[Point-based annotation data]
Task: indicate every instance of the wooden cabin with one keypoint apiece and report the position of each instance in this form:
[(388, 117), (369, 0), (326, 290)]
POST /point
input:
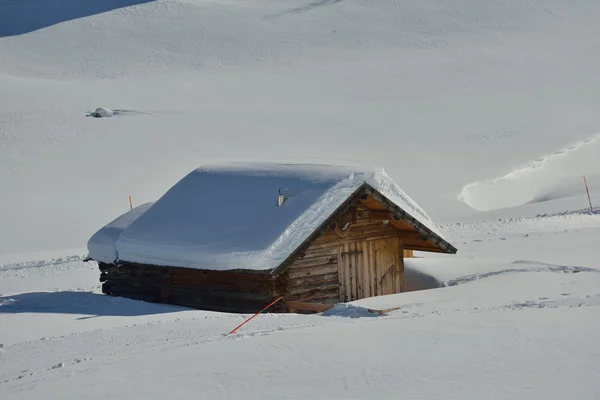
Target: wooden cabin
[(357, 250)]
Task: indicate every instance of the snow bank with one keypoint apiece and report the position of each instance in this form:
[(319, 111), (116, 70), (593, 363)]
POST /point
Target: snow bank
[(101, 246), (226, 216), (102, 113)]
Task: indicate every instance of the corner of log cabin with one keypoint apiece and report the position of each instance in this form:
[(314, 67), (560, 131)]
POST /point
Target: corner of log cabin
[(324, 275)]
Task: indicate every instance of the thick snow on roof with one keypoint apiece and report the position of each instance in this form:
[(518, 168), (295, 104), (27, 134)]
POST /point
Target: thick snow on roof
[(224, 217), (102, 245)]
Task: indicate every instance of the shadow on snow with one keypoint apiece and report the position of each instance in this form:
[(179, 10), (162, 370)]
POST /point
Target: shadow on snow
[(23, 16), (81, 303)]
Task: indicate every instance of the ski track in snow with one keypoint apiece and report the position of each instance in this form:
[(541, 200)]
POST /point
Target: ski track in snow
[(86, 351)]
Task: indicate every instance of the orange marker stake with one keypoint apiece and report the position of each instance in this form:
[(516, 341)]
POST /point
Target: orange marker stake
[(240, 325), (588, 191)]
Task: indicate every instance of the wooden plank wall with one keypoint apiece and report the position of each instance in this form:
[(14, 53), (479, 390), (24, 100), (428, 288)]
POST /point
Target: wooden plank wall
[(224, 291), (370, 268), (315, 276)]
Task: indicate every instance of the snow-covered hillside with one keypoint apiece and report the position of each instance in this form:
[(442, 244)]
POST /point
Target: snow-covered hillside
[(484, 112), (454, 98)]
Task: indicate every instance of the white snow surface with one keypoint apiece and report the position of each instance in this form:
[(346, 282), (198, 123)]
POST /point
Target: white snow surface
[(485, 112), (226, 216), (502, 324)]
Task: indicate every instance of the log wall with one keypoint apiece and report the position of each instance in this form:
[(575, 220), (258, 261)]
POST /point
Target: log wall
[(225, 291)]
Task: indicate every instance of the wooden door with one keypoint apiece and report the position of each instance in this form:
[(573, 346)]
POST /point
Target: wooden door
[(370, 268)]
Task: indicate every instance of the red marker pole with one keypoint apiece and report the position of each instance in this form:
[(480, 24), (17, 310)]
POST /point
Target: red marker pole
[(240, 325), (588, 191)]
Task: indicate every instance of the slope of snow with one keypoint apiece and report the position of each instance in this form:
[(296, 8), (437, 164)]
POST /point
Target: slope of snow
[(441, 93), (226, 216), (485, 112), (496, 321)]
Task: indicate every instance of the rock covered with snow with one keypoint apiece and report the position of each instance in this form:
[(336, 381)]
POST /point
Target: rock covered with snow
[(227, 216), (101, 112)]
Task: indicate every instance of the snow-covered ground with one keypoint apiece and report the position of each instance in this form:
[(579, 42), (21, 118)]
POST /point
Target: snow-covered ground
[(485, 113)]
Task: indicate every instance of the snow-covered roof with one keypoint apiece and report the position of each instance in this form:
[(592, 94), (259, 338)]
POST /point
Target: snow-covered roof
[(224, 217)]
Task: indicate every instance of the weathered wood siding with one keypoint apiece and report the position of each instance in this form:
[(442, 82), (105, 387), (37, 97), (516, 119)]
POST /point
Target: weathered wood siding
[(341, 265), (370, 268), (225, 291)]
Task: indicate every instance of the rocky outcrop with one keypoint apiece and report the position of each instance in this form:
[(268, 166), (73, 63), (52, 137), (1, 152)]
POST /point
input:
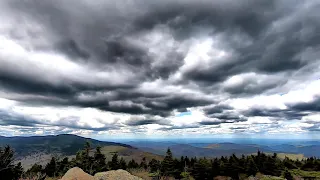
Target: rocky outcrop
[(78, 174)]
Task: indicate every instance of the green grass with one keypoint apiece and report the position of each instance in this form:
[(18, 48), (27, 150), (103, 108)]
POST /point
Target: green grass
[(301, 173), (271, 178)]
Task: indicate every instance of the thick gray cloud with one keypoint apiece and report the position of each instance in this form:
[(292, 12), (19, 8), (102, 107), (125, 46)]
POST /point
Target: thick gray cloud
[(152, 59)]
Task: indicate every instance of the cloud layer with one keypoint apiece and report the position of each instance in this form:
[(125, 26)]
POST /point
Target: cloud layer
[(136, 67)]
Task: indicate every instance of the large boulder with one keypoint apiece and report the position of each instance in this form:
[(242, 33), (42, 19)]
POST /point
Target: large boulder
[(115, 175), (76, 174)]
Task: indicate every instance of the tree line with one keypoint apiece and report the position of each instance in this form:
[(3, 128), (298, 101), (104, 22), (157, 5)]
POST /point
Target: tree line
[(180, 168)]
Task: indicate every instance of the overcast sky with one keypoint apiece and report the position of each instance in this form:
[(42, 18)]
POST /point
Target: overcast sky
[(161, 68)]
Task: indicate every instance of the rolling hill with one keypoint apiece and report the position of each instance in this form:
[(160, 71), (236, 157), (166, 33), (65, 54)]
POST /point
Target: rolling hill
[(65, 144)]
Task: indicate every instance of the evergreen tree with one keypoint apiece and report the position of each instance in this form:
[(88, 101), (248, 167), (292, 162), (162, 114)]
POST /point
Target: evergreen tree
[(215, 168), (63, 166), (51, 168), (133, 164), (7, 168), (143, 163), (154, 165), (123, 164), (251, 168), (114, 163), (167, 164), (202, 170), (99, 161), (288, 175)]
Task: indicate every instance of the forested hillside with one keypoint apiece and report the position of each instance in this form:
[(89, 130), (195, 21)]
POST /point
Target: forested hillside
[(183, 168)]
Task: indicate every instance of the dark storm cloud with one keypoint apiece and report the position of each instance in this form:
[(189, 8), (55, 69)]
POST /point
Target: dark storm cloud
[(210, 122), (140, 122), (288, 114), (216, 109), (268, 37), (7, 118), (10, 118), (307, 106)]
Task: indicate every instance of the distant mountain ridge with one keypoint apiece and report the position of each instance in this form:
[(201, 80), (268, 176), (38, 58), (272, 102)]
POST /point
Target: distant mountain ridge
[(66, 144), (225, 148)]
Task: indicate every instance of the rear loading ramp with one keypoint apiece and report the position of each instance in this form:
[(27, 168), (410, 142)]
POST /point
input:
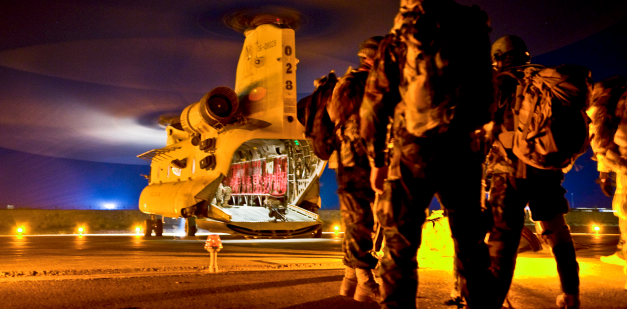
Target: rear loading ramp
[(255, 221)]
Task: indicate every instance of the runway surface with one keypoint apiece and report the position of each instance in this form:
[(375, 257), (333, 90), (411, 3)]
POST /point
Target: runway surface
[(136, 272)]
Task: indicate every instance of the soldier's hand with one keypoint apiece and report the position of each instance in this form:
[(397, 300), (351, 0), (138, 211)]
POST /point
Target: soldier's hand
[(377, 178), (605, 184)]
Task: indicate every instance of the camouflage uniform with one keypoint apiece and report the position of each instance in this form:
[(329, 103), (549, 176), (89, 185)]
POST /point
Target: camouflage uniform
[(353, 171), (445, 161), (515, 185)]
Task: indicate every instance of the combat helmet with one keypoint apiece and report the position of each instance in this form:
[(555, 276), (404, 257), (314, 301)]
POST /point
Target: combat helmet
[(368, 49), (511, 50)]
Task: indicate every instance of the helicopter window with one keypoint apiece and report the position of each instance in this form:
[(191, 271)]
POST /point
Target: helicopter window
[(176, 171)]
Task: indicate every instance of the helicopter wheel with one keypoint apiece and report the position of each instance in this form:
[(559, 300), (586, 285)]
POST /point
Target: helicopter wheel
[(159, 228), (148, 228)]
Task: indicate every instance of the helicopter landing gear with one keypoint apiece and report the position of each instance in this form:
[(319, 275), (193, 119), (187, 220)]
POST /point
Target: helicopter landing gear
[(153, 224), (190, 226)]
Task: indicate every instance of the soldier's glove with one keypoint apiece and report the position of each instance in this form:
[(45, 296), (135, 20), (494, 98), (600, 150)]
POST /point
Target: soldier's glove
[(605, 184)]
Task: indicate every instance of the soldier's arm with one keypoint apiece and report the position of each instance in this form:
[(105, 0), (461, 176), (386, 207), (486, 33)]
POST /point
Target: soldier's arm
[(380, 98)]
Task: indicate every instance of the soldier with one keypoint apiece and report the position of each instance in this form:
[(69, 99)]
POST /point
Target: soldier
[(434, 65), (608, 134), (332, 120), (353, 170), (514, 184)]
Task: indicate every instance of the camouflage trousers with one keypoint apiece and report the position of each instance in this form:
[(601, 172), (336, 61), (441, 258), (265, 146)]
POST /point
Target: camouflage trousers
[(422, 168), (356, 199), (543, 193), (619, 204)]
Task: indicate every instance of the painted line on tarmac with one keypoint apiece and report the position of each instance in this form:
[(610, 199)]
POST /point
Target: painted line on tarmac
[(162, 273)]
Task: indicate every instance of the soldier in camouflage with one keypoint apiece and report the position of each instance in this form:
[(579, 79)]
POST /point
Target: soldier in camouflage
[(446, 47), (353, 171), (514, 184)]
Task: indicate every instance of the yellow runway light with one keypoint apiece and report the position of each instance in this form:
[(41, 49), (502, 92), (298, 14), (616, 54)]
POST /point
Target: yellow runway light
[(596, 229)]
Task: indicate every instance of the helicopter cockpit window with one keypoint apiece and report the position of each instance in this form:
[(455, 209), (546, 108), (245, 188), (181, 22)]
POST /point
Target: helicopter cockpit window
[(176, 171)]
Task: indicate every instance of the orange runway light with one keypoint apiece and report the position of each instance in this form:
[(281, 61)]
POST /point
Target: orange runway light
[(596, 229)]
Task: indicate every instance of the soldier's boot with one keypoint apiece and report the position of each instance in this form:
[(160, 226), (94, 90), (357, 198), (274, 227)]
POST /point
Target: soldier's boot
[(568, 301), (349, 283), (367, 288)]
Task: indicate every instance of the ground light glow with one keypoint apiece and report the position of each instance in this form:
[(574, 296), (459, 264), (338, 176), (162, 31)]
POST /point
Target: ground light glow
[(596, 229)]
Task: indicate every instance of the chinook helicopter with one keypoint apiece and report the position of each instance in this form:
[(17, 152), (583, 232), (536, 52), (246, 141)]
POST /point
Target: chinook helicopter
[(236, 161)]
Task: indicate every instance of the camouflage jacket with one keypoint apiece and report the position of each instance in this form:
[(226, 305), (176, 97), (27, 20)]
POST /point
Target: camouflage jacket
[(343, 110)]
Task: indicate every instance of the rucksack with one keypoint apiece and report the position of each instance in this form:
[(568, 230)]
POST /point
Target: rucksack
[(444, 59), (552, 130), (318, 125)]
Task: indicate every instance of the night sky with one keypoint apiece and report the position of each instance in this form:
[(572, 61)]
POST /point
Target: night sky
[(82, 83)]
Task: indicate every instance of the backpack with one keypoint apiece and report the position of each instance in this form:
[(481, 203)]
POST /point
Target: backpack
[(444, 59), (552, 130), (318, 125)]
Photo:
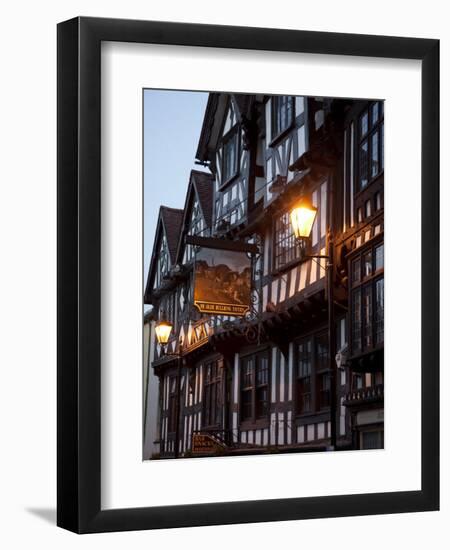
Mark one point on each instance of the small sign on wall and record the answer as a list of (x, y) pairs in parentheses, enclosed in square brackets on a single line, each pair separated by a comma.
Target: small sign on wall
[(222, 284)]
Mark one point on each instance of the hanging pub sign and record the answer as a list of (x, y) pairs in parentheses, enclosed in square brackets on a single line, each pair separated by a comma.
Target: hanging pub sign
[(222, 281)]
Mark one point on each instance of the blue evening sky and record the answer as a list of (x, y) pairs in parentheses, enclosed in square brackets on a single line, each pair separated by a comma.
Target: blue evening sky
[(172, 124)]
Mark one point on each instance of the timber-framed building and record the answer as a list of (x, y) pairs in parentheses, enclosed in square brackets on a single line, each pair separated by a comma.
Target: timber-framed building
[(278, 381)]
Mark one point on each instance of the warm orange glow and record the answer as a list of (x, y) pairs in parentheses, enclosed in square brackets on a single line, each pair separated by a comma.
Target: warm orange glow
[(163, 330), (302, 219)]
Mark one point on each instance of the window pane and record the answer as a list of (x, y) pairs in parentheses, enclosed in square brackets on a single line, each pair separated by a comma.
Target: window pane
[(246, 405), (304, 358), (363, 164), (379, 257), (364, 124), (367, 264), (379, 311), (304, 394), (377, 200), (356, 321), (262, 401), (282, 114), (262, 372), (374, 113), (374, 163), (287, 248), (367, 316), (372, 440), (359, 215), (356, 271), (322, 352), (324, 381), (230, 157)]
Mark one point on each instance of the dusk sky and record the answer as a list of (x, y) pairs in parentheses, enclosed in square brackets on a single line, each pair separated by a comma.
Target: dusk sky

*Short task*:
Edit the rows from the start through the line with "[(357, 250)]", swapping "wooden cabin" for "log cabin" and keeping all else the same. Leave the pictures out of your answer.

*Answer below*:
Task: indicate every instance of the log cabin with one keypoint apiece and report the position of each instance in this form:
[(388, 117), (369, 0), (326, 290)]
POST /point
input:
Target: log cabin
[(357, 250)]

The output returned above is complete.